Made in Basing Street, the 10-track début album was released 25 June 2012 under "The LAST Label" – an imprint of ZTT created by the four, named by taking the first letters of the Producers' first names (Lol, Ash, Stephen, Trevor); a 2CD special edition was also released featuring bonus tracks on the second disc. Horn, Creme, Lipson, Soan and Braide perform on every track, with other performers including Ryan Molloy, Luís Jardim, Kirsten Joy and Kate Westall.

In July 2012, following the release of the album, Horn, Creme, Soan, and some other musicians – many involved with Producers – played a gig at the Half Moon pub in Putney as the "Trevor Horn Orchestra", before going on to tour Japan, where they were billed as "Trevor Horn feat. Lol Creme & Ash Soan/Producers", with Phil Palmer filling in for the absent Lipson on guitar. Like Producers, this band performed live sets featuring songs from Horn's recording history, as well as some 10cc songs, but did not perform any material from Made in Basing Street.

What this exercise asks
- 1) The text about the Producers album explains where the name "The LAST Label" comes from. List the first names whose first letters make up that name.
- 2) Carry on the text about the Producers album and the Trevor Horn Orchestra from its last sentence.

Records from a data collection
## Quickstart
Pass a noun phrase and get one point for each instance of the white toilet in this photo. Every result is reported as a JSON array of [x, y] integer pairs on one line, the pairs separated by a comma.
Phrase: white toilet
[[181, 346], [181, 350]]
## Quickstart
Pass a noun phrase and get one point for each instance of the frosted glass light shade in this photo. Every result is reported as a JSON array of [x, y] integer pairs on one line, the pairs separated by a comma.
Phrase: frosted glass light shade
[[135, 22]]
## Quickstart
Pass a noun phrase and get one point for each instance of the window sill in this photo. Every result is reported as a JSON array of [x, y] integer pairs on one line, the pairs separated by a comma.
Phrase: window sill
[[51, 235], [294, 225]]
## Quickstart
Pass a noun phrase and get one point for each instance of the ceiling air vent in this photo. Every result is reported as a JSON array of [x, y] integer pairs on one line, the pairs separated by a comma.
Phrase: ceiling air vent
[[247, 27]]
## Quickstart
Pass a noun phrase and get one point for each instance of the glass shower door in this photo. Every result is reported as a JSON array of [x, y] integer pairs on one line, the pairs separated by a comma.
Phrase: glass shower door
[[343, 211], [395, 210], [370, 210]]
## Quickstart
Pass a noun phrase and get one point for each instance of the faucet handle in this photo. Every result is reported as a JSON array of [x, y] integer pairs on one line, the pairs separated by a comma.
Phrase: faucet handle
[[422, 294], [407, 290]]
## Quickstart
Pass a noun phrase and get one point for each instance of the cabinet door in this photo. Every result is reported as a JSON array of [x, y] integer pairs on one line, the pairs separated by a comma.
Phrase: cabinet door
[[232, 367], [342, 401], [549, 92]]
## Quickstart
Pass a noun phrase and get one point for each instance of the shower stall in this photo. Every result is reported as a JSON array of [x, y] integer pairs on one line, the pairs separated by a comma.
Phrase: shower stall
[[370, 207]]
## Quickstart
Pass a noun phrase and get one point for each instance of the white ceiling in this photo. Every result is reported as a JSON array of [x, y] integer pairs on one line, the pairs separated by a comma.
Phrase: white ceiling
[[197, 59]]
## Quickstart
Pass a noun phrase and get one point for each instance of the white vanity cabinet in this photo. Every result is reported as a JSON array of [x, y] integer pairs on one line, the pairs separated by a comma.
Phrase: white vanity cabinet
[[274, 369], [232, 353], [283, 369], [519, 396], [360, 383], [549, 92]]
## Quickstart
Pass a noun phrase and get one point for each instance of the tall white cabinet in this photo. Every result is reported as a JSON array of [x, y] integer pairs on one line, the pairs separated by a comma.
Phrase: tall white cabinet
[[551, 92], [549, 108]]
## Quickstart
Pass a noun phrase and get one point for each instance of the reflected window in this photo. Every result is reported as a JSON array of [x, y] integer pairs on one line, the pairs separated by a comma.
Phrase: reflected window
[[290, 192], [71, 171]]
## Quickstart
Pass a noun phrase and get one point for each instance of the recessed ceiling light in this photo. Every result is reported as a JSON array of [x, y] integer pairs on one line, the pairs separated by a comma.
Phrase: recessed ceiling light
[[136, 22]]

Responses by item number
- 1) Lol, Ash, Stephen, Trevor

- 2)
In September 2012, Producers, in a line-up including Lipson and Ryan Molloy, performed at The Big Feastival, a food and music festival in Oxfordshire hosted by celebrity chef Jamie Oliver and Alex James of Blur. The album was released in Germany on 1 December 2012, with the band promoting the album across European radio stations in November 2012.

The group spent 2013 on hiatus while the members spent time on other projects, before performing alongside Seal (a Horn-produced artist) at the 2014 MPG Awards in February. The performance was in honour of Horn winning the award for Outstanding Contribution.

The band reemerged on 5 March 2015 at the O2 Shepherd's Bush Empire in London under the name "The Trevor Horn Band", with Geoff Downes, Luis Jardim, Kirsten Joy, Kate Westall, Jamie Squire, Julian Hinton, Phil Palmer and Simon Bloor. Guests included Gabrielle Aplin, Mr Probz and Ella Eyre. Seal was unable to perform due to flu.

The band, with Seal, played European dates in July 2015, including at the Cornbury Music Festival in Oxfordshire and in Amsterdam.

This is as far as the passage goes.